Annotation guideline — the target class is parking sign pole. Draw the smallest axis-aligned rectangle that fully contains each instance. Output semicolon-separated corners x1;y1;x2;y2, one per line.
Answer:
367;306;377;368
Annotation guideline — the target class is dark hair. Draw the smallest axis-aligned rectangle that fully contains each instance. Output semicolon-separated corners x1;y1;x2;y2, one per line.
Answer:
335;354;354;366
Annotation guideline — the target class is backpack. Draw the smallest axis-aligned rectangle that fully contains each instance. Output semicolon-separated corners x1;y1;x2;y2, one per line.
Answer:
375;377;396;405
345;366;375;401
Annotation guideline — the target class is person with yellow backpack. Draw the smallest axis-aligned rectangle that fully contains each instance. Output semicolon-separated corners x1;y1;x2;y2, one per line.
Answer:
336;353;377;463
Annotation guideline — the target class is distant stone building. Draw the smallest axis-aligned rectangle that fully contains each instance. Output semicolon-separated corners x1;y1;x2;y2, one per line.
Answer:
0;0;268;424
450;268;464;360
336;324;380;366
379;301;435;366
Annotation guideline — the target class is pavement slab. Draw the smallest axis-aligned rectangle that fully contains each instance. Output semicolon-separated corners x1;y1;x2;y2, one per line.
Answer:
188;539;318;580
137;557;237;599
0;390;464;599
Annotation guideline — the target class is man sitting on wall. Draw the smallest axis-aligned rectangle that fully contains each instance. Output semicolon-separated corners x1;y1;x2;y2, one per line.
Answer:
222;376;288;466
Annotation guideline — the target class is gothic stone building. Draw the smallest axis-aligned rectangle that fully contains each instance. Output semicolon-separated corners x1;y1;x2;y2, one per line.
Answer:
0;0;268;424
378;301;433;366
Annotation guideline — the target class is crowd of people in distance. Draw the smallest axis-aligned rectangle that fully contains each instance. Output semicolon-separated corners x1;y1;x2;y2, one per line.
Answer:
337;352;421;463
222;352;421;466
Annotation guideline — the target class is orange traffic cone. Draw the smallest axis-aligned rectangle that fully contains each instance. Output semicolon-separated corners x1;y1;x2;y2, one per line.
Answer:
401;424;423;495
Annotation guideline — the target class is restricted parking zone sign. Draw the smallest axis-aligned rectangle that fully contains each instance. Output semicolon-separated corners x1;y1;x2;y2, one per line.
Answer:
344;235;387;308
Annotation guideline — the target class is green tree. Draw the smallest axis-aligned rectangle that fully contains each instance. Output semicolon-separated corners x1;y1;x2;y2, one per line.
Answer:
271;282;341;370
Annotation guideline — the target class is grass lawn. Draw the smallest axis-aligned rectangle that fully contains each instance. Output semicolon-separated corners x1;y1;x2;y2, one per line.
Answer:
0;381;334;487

[Job] From the records above, set down without change the part that opens with the line containing "Annotation guideline — the target class is backpack." and closes with the line containing "345;366;375;401", including both of those lines.

[Response]
Annotation guideline — the target class is backpack. Draw the smallest axis-aligned rectangle that fully contains each instance. Output semicolon-separated corners x1;y1;x2;y2, one per line.
Answer:
375;377;396;405
345;366;375;401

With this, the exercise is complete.